◆ Amaç ◆
Aşağıdaki belge alıntısında "Nazım Hikmet’in 30’ların" ile "hala kendini hissettiriyordu." arasında kalan bölümü, bu iki ifade de dahil olmak üzere, hiçbir değişiklik yapmadan yazın.
╭─ Belge alıntısı
06 Şubat 2017 01:00

Anayasa özürlülüğünün tarihi

Anayasa özürlülüğünün tarihi

Fotoğraf: Envato

Paylaş

Anadolu coğrafyasının adlarından biri de Küçük Asya’dır. Nice imparatorluk atlarının nalları altında çiğnendi bu coğrafyanın kadim yerli halkları. Batı ve Doğunun med-cezir dalgaları bu coğrafyanın üzerinde gitti ve geldi. Bugün de başka bir evresini yaşamaktayız bu tarihsel dalgaların.

Ama hiçbir dalga 20. yy’daki  kadar,  altüstlük ve kendi coğrafyasından kazınıp silinme, yeniden iskan ve kimliksizleştirme yaşatmadı.

Berlin’de “Haklar temelinde birlik” alt başlığı altında toplanan Küçük Asya Halkları Konferansını izlerken, bir yandan da Türkiye’nin helazoni biçimde tekrarlanan tıkanma, kopuşlarını ve kaçırılan fırsatlarını düşünüyordum.

Hayatımız kendi coğrafyamız ve tarihimiz içinde keşifler ve kazılar yapmakla geçti.

İttihatçı/Kemalist diktatörlük ve onu izleyen sözde demokratik ve otokratik dönemlerde yeniden yükselen sol da, kendi silinen tarihi ile çok geç buluştu. Sadece Marksizmin kendi kaynakları ile değil.

Farklı kuşaklardan sosyalizme gönül bağlayan kuşaklar, Komünist Manifesto ve Kapital’i okuyabilmek için 60’lı yılları beklemek zorunda kaldı.

Nazım Hikmet’in 30’ların kısa süren baharından sonra ilk yayınlanan kitabı 1965’te çıkabildi. O da Ulusal Kurtuluş Savaşı Destanıydı. Sonradan yeniden yasaklama dönemleri yaşandı.

1920’ler Anadolu’sunda sol bir hareketin var olduğunu genç akademisyen Mete Tunçay sayesinde öğrendiğimizde çok heyecanlanmıştık, galiba 1963 ya da 1964 yılında Ankara’da ilk konferansını vermişti Sosyalist Kültür Derneği’nde.

Eski solcu,  Atatürk ve İnönü’nün biyografı Şevket Süreyya, konferanstan sonra, Tunçay’a, “Bu akşam evine gelebilirler” diyecekti ona. Korku cumhuriyeti hala kendini hissettiriyordu.

Türkiye’nin siyasal tarihi hep koparılmış sayfalarla doludur.
╰─
╭─ Toplanan veriler
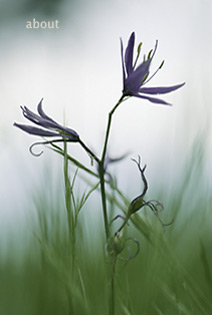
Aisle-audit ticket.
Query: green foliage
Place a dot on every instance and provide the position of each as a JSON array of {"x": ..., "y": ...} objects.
[{"x": 172, "y": 274}]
╰─
◆ Doğru sonuç ◆
Nazım Hikmet’in 30’ların kısa süren baharından sonra ilk yayınlanan kitabı 1965’te çıkabildi. O da Ulusal Kurtuluş Savaşı Destanıydı. Sonradan yeniden yasaklama dönemleri yaşandı.

1920’ler Anadolu’sunda sol bir hareketin var olduğunu genç akademisyen Mete Tunçay sayesinde öğrendiğimizde çok heyecanlanmıştık, galiba 1963 ya da 1964 yılında Ankara’da ilk konferansını vermişti Sosyalist Kültür Derneği’nde.

Eski solcu,  Atatürk ve İnönü’nün biyografı Şevket Süreyya, konferanstan sonra, Tunçay’a, “Bu akşam evine gelebilirler” diyecekti ona. Korku cumhuriyeti hala kendini hissettiriyordu.